Problems to solve:
#1 According to the health service commentary, in what year did Tony Blair introduce foundation trust status?
#2 Continue the health service commentary from its last sentence.

Exercise text:
----

Without seeing any of the task force’s proposals we can’t be sure what will be said or what it means in practice. But in 2020 Britain it’s arguable that the real power does not flow through parliament and is not held by the secretary of state, an elected MP, but is in the hands of the unelected Dominic Cummings.

Silencing critical voices

Only the terminally naïve can really believe it likely that the current centralising government so ruthlessly attempting to silence critical voices would combine the restoration of the powers of the secretary of state with extending local accountability of services that campaigners have been demanding.

The Guardian also suggests the government might bring forward legislation to abolish the foundation trust status introduced by Tony Blair in 2004, and a central plank of the 2012 Act “as part of a drive to give the DHSC more control over the day-to-day running of the health service.”

----

Data under study:

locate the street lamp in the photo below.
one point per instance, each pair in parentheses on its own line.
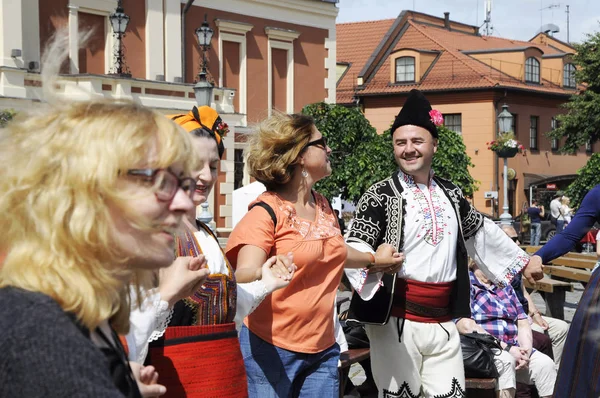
(203,88)
(119,21)
(504,125)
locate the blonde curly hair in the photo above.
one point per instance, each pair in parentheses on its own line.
(58,180)
(274,148)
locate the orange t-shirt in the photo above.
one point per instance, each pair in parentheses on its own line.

----

Activity answers:
#1 2004

#2
Campaigners fought a long campaign attempting to block the establishment of foundation hospitals, arguing that they would be even less accountable than NHS trusts to local people.

However foundation trust status and “freedoms” have now become largely academic in a hugely under-funded NHS burdened with hefty deficits: NHS England’s edicts and plans for integrated care systems largely ignore any distinction between NHS and foundation trusts.

More top-down DHSC control over foundation trusts would not satisfy the demands of campaigners: but it would put the government fairly and squarely in the firing line and visibly carrying the can for any failures and gaps in services. The 2012 Act gave ministers a way to duck responsibility, and blame local commissioners of providers – and NHS England – when things go wrong.

The King’s Fund and others have warned that for Cummings and Johnson to reverse that separation now, at a time of unparalleled crisis, with no sign that Chancellor Rishi Sunak is willing to give the NHS the extra funding it will need to go forward and restore elective and emergency services while retaining capacity to cope with continued Covid-19 cases, would be a massive own goal.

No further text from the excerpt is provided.